WHAT TO WORK ON
(A) From the article on Argo's fourth-quarter results, list every dollar amount given in millions.
(B) Copy the passage of the Argo fourth-quarter article that begins at the words "And it pointed" and stops after the words "operations in Q4.".

--- SOURCE DOCUMENT Enclosed Below ---

Argo pointed to underlying margin improvement as it reported an earnings miss for the fourth quarter with an operating loss of $18.2mn that narrowed from the deficit of $73.9mn in the same period of 2019.
- Operating EPS of $0.52 worse than analysts consensus of $0.29 a share
- Argo had already preannounced $51mn of Q4 losses from cats and Covid
- Combined ratio improved by 16.7 points to 110.0% on lower adverse development
- Underlying combined ratio improved from 107.9% to 98.5%
- Premium growth of 7% in US partially offset by 10% decline in international as Argo repositions
At $0.52 a share, the operating loss was worse than Wall Street forecasts, based on the $0.29 a share mean of analyst estimates compiled by SNL.
Analysts had already adjusted forecasts for the Bermudian’s preannouncement earlier this month that its Q4 results would include an estimated $38mn hit from natural catastrophe losses and an additional $13mn charge largely related to contingency exposures.
The reported calendar year combined ratio improved by 16.7 points to 110.0 percent for the quarter, however, largely because there was relatively modest unfavourable reserve development of $1.6mn or 0.3 points, compared to $76.5mn or 17.9 points in the fourth quarter of 2019.
Stripping out cat losses and prior-year development, the underlying combined ratio improved from 107.9 percent in Q4 2019 to 98.5 percent.
Argo said the improved underlying combined ratio was due to stronger pricing and lower loss activity in its international operations, while the expense ratio also improved.
The expense ratio came in 2.2 points lower, despite the inclusion of 3 points of costs related to strategic initiatives generating non-recurring expenses related to personnel costs, legal and professional fees associated with transactions and exiting offices and severance costs in its international operations.
The carrier said that it saw rate increases above 10 percent on average across its portfolio in the fourth quarter.
And it pointed to strategic growth as it continues to reposition its portfolio, including a 7 percent increase in premium written by its US operations in Q4.

--- End of Enclosed SOURCE DOCUMENT ---
--- INFORMATION Enclosed Below ---

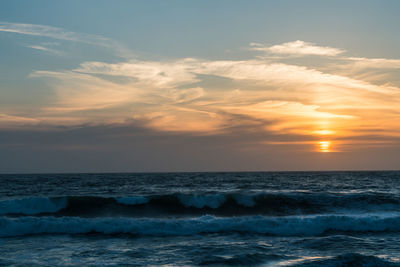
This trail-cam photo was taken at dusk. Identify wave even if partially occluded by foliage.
[0,193,400,217]
[0,197,68,215]
[0,215,400,237]
[290,253,400,267]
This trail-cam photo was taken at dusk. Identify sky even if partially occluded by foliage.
[0,0,400,173]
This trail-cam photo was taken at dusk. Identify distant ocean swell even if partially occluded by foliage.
[0,214,400,237]
[0,193,400,217]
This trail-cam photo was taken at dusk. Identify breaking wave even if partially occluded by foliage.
[0,214,400,237]
[0,193,400,217]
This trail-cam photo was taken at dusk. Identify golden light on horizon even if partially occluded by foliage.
[318,141,331,152]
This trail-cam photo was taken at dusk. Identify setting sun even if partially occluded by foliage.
[318,141,331,152]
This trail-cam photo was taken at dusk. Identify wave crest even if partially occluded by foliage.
[0,215,400,237]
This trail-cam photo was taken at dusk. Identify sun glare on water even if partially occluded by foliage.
[318,141,331,152]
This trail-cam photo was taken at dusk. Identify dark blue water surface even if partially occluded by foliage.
[0,171,400,266]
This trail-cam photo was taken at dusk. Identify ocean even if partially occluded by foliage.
[0,171,400,266]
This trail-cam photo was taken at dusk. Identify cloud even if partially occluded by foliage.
[344,57,400,69]
[250,40,345,56]
[0,22,132,58]
[26,45,62,55]
[0,38,400,154]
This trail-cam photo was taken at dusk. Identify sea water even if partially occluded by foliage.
[0,172,400,266]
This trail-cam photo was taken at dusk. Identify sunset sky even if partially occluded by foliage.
[0,0,400,173]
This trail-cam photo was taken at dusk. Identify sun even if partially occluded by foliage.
[318,141,331,152]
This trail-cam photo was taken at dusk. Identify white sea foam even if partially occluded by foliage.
[178,194,226,209]
[115,196,149,205]
[0,214,400,237]
[0,197,68,215]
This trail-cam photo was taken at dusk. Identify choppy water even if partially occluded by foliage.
[0,172,400,266]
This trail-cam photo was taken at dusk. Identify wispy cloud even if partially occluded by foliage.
[3,39,400,151]
[250,40,345,56]
[0,22,132,57]
[26,45,63,55]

--- End of Enclosed INFORMATION ---

ANSWERS GIVEN
(A) $18.2mn, $73.9mn, $51mn, $38mn, $13mn, $1.6mn, $76.5mn

(B)
And it pointed to strategic growth as it continues to reposition its portfolio, including a 7 percent increase in premium written by its US operations in Q4.